** Opening Dataset entries block **

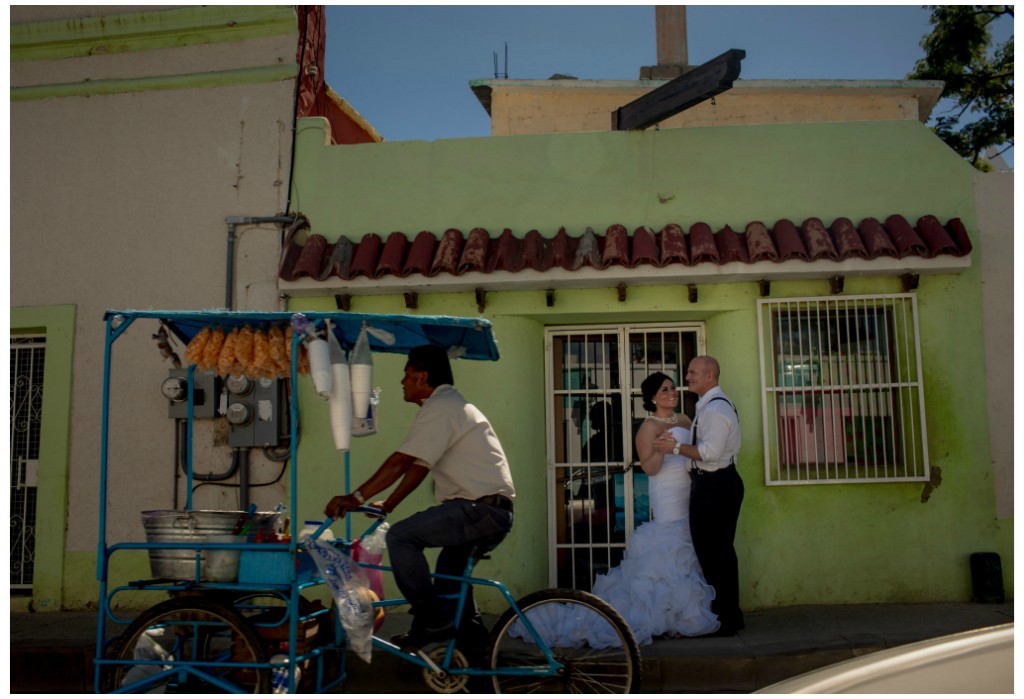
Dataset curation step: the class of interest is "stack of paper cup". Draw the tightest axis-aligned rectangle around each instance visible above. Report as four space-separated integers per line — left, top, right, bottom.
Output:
350 361 372 420
329 360 352 451
307 338 332 399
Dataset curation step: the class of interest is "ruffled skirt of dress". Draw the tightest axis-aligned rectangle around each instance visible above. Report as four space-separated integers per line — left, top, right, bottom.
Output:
592 518 719 645
508 519 719 649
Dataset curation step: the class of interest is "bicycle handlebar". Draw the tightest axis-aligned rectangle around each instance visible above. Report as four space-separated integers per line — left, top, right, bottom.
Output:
312 506 387 542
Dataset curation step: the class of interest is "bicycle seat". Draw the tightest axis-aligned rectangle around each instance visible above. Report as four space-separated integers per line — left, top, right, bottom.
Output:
468 545 492 562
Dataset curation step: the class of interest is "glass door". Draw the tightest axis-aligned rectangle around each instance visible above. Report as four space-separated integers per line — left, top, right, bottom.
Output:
546 324 703 590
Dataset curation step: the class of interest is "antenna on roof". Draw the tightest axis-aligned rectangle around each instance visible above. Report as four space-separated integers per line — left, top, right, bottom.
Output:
493 42 508 79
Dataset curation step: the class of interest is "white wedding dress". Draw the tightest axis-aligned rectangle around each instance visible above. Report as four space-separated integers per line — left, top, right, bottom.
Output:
589 425 720 644
511 426 719 647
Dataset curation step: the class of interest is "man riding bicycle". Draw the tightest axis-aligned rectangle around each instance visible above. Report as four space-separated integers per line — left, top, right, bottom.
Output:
325 344 515 652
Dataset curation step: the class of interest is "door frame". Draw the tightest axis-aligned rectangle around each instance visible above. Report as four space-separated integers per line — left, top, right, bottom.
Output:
544 322 705 589
10 305 76 610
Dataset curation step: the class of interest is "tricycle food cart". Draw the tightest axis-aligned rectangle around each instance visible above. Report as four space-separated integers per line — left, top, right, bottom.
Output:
94 309 641 693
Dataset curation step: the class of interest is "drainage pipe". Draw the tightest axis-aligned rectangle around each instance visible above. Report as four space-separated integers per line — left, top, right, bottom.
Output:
224 215 297 310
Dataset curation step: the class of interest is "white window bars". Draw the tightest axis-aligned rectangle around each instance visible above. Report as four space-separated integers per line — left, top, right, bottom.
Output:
757 294 929 484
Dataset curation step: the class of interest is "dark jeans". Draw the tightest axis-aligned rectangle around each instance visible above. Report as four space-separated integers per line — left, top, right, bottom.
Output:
387 498 513 634
689 464 744 630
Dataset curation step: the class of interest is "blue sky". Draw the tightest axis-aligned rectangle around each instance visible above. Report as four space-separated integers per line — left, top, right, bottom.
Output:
323 5 1012 167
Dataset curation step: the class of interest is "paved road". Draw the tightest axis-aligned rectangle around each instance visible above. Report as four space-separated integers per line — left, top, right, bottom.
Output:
11 600 1014 693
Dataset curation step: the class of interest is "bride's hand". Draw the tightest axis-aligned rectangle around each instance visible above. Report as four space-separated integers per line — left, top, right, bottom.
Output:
654 432 676 453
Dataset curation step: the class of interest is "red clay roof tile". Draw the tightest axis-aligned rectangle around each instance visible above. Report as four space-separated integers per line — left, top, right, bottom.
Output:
602 225 630 269
801 218 840 261
279 215 973 284
885 214 929 258
689 222 719 264
915 215 959 258
630 226 659 267
716 225 748 264
772 219 807 261
661 223 689 265
404 231 438 277
745 221 778 262
294 233 329 279
490 228 522 272
460 228 490 274
831 217 869 259
858 217 899 258
550 228 576 270
944 218 973 256
431 229 464 277
349 232 382 278
378 232 408 277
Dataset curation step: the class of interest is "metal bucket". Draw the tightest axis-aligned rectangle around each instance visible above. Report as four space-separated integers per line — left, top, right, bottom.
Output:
141 510 277 580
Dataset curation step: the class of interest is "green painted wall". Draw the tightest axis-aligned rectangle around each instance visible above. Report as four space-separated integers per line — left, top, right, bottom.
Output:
11 6 297 62
286 117 1011 610
290 117 972 238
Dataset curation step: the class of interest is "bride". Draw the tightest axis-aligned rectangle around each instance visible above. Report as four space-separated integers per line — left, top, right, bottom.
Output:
514 372 719 648
590 371 720 643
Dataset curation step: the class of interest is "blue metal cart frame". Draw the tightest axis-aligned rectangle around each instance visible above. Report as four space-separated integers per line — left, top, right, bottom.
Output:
93 309 499 693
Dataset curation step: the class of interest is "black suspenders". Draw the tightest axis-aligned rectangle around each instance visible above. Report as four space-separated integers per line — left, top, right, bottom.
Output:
691 396 738 471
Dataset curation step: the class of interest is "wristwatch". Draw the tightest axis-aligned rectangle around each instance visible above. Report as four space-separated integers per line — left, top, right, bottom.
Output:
672 443 682 455
351 489 365 505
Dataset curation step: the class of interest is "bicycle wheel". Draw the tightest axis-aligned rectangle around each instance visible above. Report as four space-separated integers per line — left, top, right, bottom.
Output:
101 596 271 693
487 588 642 693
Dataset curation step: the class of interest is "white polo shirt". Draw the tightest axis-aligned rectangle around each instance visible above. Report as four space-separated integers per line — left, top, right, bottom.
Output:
397 384 516 502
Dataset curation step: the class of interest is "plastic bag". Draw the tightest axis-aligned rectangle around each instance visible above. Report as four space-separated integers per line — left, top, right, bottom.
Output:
303 535 374 662
352 522 388 631
358 521 389 555
352 552 385 630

** Closing Dataset entries block **

About this task: Find the word "door" in the material, then list each line that holds it.

Exercise result:
Dataset curation step: the class of interest is "glass door". Draw the tightest axis-aligned rectangle around each instance visible above. Report as four space-separated integers per line — left, top, right, bottom.
Dataset curation step: the class of interest is "door frame". Draw the tightest axis-aligned rectangle around each instance visible above. Report as four space-separated integers per line — left, top, right, bottom.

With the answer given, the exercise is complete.